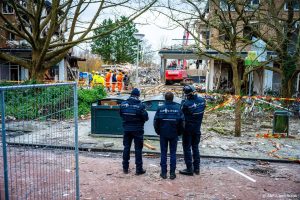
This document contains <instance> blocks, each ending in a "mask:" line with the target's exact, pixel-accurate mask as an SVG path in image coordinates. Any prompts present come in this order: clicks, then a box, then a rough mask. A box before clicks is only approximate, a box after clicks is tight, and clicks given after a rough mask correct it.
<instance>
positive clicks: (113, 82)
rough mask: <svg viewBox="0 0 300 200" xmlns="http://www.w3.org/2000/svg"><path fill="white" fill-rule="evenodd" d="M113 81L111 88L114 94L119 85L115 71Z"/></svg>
mask: <svg viewBox="0 0 300 200" xmlns="http://www.w3.org/2000/svg"><path fill="white" fill-rule="evenodd" d="M111 81H112V87H111V90H112V92H115V88H116V83H117V75H116V72H115V71H114V73H113V75H112V78H111Z"/></svg>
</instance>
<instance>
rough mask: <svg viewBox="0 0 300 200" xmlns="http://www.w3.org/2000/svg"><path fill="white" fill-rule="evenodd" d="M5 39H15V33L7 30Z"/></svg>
mask: <svg viewBox="0 0 300 200" xmlns="http://www.w3.org/2000/svg"><path fill="white" fill-rule="evenodd" d="M7 40H9V41H12V40H16V36H15V34H13V33H11V32H7Z"/></svg>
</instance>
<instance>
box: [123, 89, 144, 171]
mask: <svg viewBox="0 0 300 200" xmlns="http://www.w3.org/2000/svg"><path fill="white" fill-rule="evenodd" d="M139 96H140V91H139V90H138V89H137V88H134V89H133V90H132V92H131V95H130V97H129V98H128V99H127V100H126V101H124V102H122V103H121V105H120V115H121V118H122V120H123V129H124V136H123V145H124V151H123V162H122V164H123V172H124V173H125V174H127V173H128V168H129V160H130V147H131V143H132V140H134V149H135V164H136V175H140V174H144V173H145V172H146V170H144V169H143V159H142V149H143V144H144V123H145V121H147V120H148V113H147V111H146V110H145V106H144V104H143V103H142V102H141V101H140V100H139Z"/></svg>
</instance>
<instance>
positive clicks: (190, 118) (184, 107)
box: [182, 95, 205, 133]
mask: <svg viewBox="0 0 300 200" xmlns="http://www.w3.org/2000/svg"><path fill="white" fill-rule="evenodd" d="M204 109H205V99H203V98H201V97H198V96H197V95H193V96H192V97H191V98H189V99H186V100H184V101H183V103H182V112H183V114H184V117H185V130H186V131H188V132H190V131H193V132H195V131H196V132H199V133H200V128H201V123H202V119H203V113H204Z"/></svg>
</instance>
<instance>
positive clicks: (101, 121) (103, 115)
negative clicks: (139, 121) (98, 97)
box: [91, 95, 129, 135]
mask: <svg viewBox="0 0 300 200" xmlns="http://www.w3.org/2000/svg"><path fill="white" fill-rule="evenodd" d="M128 97H129V96H128V95H120V96H109V97H107V98H104V99H101V100H98V102H96V103H93V104H92V107H91V133H92V134H113V135H122V134H123V127H122V119H121V117H120V114H119V110H120V107H119V105H120V104H121V103H122V102H123V101H125V100H127V99H128Z"/></svg>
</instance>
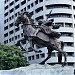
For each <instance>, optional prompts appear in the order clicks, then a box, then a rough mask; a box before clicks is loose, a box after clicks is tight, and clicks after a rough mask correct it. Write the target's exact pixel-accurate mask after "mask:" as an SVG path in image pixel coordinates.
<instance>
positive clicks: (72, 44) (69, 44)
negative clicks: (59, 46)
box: [64, 42, 74, 47]
mask: <svg viewBox="0 0 75 75" xmlns="http://www.w3.org/2000/svg"><path fill="white" fill-rule="evenodd" d="M64 46H72V47H73V46H74V43H73V42H64Z"/></svg>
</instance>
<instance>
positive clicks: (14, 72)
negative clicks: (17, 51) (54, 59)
mask: <svg viewBox="0 0 75 75" xmlns="http://www.w3.org/2000/svg"><path fill="white" fill-rule="evenodd" d="M0 75H74V69H73V67H70V66H65V67H61V65H54V66H50V65H47V64H45V65H39V64H32V65H30V66H27V67H20V68H16V69H11V70H0Z"/></svg>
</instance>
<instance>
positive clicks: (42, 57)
mask: <svg viewBox="0 0 75 75" xmlns="http://www.w3.org/2000/svg"><path fill="white" fill-rule="evenodd" d="M55 55H56V54H55V52H53V53H52V54H51V56H53V57H55ZM57 55H58V52H57ZM67 56H74V52H67ZM44 57H45V53H42V54H36V55H35V56H34V55H32V56H28V57H27V60H28V61H32V60H36V59H41V58H44Z"/></svg>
◇ ◇ ◇ ◇
(Required action) Examine each line of the listing for the word "pixel" and state only how many lines contain it.

(Answer box) 2